::: Data for this exercise :::

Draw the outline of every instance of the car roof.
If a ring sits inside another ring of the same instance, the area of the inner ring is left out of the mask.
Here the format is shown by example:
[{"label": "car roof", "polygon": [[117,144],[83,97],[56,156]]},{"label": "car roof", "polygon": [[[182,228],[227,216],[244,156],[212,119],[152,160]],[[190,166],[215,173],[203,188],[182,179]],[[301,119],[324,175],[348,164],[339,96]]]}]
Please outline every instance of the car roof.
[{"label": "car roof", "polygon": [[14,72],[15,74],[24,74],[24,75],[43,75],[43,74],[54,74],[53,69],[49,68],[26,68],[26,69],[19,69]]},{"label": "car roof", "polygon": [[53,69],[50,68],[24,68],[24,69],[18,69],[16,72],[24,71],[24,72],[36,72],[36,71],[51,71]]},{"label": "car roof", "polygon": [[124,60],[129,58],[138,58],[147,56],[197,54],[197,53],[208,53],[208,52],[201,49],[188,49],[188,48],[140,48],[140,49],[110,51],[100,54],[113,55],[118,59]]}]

:::

Exercise goal ::
Please reproduce each entry above exactly as it reads.

Solution ::
Draw the outline of every instance of the car roof.
If a ring sits inside another ring of the same instance, the area of the inner ring is left out of the mask.
Here the format is shown by example:
[{"label": "car roof", "polygon": [[117,144],[83,97],[56,156]]},{"label": "car roof", "polygon": [[[182,228],[227,216],[244,156],[212,119],[152,160]],[[190,166],[215,173],[203,188],[182,179]],[[301,119],[324,175],[348,164],[339,96]]]}]
Please outline every instance of the car roof.
[{"label": "car roof", "polygon": [[14,72],[15,74],[24,74],[24,75],[43,75],[43,74],[54,74],[53,69],[49,68],[26,68],[26,69],[19,69]]},{"label": "car roof", "polygon": [[53,69],[50,68],[24,68],[24,69],[18,69],[16,72],[24,71],[24,72],[36,72],[36,71],[51,71]]},{"label": "car roof", "polygon": [[124,60],[129,58],[138,58],[147,56],[197,54],[197,53],[208,53],[208,52],[201,49],[188,49],[188,48],[140,48],[140,49],[110,51],[100,54],[113,55],[118,59]]}]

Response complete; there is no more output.